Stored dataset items

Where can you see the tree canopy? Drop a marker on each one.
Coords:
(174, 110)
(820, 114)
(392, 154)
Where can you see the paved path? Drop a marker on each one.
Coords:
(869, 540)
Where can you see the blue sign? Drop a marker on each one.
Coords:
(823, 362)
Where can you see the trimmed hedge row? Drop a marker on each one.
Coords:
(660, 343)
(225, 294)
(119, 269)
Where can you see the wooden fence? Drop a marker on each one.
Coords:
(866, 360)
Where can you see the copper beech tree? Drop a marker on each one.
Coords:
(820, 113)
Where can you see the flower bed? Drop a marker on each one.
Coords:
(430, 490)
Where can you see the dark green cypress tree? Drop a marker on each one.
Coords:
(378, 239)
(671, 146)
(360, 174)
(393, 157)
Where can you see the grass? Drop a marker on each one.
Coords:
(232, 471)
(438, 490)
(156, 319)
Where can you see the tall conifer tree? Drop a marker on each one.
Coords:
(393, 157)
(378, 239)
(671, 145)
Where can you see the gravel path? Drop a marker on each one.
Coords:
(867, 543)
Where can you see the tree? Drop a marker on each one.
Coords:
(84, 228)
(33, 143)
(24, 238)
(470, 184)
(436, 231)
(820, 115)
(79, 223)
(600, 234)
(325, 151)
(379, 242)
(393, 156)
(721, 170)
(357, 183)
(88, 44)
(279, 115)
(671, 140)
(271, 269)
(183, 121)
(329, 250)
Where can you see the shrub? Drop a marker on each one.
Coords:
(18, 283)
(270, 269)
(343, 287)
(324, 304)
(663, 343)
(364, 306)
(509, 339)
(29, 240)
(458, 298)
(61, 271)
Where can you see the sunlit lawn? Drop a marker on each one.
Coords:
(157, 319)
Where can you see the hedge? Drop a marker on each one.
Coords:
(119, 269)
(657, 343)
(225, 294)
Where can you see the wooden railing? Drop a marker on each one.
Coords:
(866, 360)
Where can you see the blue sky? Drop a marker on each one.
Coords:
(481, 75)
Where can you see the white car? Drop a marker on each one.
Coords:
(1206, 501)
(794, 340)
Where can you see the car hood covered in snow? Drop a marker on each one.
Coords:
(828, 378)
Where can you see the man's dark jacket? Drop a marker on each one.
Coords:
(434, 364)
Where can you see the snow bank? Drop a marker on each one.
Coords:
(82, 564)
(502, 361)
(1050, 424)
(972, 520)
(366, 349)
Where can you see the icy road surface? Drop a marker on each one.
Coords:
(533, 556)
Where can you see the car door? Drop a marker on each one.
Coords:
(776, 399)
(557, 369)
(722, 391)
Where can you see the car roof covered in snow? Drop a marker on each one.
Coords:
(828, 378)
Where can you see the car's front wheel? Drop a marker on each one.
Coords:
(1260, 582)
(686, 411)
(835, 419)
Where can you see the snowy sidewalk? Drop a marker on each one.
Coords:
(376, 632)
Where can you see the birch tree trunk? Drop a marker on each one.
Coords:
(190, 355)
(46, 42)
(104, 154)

▶ [Problem requirements]:
Render everything from the line containing "Where can you see the man's" down to the end of the listing as a Markdown table with columns Row and Line, leaving out blank lines.

▶ [Answer for this exercise]:
| Row | Line |
|---|---|
| 1 | Where can you see the man's dark jacket? Drop a marker on each one. |
| 2 | Coords: |
| 3 | (434, 364) |
| 4 | Where can you see the snow bank? Drop a marker on each one. |
| 5 | Coords: |
| 6 | (82, 564) |
| 7 | (502, 361) |
| 8 | (1050, 424) |
| 9 | (972, 520) |
| 10 | (366, 349) |
| 11 | Where can you see the icy road surface? Drop a marker on each one. |
| 12 | Coords: |
| 13 | (533, 556) |
| 14 | Where can you see the car door? Drop a marker on each one. |
| 15 | Coords: |
| 16 | (776, 399) |
| 17 | (557, 369) |
| 18 | (722, 391) |
| 19 | Where can you see the car roof covered in snow? Drop a marker on each one. |
| 20 | Coords: |
| 21 | (828, 378) |
| 22 | Where can you see the car's front wheel? Drop a marker on each one. |
| 23 | Coords: |
| 24 | (1260, 582) |
| 25 | (686, 411) |
| 26 | (835, 419) |
| 27 | Where can you see the snowy sidewalk? Drop a marker on each one. |
| 28 | Coords: |
| 29 | (376, 632) |
| 30 | Where can you see the birch tree trunk? Drop a marker on each one. |
| 31 | Coords: |
| 32 | (190, 355) |
| 33 | (46, 42) |
| 34 | (104, 154) |